# START OF Recorded data

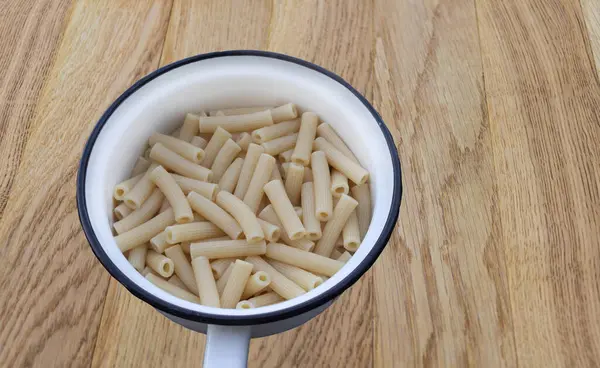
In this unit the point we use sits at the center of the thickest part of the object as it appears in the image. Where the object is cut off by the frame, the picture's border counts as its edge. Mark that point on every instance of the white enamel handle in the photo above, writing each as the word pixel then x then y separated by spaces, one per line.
pixel 226 346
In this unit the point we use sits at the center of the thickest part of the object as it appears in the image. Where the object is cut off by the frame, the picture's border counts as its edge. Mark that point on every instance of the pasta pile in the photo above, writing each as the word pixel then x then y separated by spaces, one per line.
pixel 210 215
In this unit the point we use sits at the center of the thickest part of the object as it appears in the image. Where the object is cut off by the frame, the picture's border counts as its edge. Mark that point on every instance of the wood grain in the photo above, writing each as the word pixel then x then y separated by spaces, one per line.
pixel 543 98
pixel 444 260
pixel 494 106
pixel 52 289
pixel 31 33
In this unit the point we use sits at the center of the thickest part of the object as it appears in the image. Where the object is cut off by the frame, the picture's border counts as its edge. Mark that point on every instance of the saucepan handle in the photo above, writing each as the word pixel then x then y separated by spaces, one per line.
pixel 226 346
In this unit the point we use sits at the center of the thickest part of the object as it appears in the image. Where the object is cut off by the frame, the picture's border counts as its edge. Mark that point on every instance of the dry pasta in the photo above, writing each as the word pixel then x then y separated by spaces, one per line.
pixel 236 123
pixel 280 284
pixel 236 283
pixel 214 146
pixel 137 257
pixel 284 210
pixel 351 233
pixel 208 190
pixel 322 185
pixel 231 176
pixel 275 131
pixel 341 162
pixel 183 269
pixel 215 214
pixel 279 145
pixel 178 164
pixel 339 183
pixel 309 218
pixel 243 215
pixel 146 231
pixel 207 288
pixel 306 260
pixel 224 158
pixel 250 163
pixel 226 249
pixel 167 184
pixel 334 227
pixel 306 136
pixel 304 279
pixel 261 175
pixel 160 264
pixel 181 147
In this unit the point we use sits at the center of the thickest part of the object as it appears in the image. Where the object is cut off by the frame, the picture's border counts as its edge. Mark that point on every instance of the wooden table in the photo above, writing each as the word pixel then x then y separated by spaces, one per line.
pixel 495 108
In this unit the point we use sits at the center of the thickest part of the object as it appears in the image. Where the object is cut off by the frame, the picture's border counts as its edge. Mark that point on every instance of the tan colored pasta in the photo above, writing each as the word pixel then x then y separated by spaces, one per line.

# END OF Recorded data

> To do:
Omit the images and transcribe all of the records above word for word.

> Result of the task:
In this unit the point we use sits at the center of the thickest part of the object as it appears in the image. Where the object is cut off by the frame, the picture's border counts as its edge. Mark that point on every instance of the white enamel handle in the photo above, writing each as the word pixel then x then y separated by spaces, one per line.
pixel 226 346
In this unit the point we use sits at the center of the thickest part of the object as it appears in the image. Where the object is cut off by the frame, the picture's border counts as its edge. Mark that point on every instance of the pasta pile in the photo above, writing each as the word pixel then x then y separated by spaces, one per line.
pixel 210 215
In this unit the point we use sits at the center of the thickest part of the object as it appears in the image. Where the object is cut off by the frame, the picture's border counts as its edge. Mark that point on every instance of the wood grain in the photo above, writing each as the word pixel then x then y separated by spaces, one per line.
pixel 543 98
pixel 444 260
pixel 494 106
pixel 52 289
pixel 31 33
In this unit the point we use sits at the center of the thickest part of the object as it appears in the image. Where the object is cut off by the frame, the picture's border counts as its edge. Mark that point on every instance of the saucepan handle in the photo above, writing each as the word pixel then x then y separated by spaces, one per line.
pixel 226 346
In this unit the point we use sits at the center of the thickest part of the object as it appears in the image. Where the object is cut off by the frame, the picture's border counts as its edge. Mark that point on every instance of the dry pasta in the photo above, writing each as the word pixel then x then y separated by spaces, one per line.
pixel 236 123
pixel 280 284
pixel 236 283
pixel 214 146
pixel 137 257
pixel 284 210
pixel 351 233
pixel 208 190
pixel 322 185
pixel 231 176
pixel 275 131
pixel 341 162
pixel 183 269
pixel 215 214
pixel 279 145
pixel 178 164
pixel 339 183
pixel 309 218
pixel 243 215
pixel 146 231
pixel 207 288
pixel 306 260
pixel 224 158
pixel 250 163
pixel 226 249
pixel 167 184
pixel 334 227
pixel 306 136
pixel 304 279
pixel 261 175
pixel 160 264
pixel 181 147
In this unit the point we use sits at the center of the thickest part of the object as it appears in the image. Where the object is cut off by the frame, the picture's border counts as its edge. Mark that point on every instance of the wooden table in the photo above, writing each as the word pixel then x then y separated by spaces, one per line.
pixel 495 108
In this unit the point we use sits at the center of the thickest part of the object as it appears in the image. Where the object is cut off by the frame, the picture's border counts as its edge. Mark that point on every instance of the tan colored pasta in the photo above, writing each as the word pixel then x then y separated by spaces, one per line.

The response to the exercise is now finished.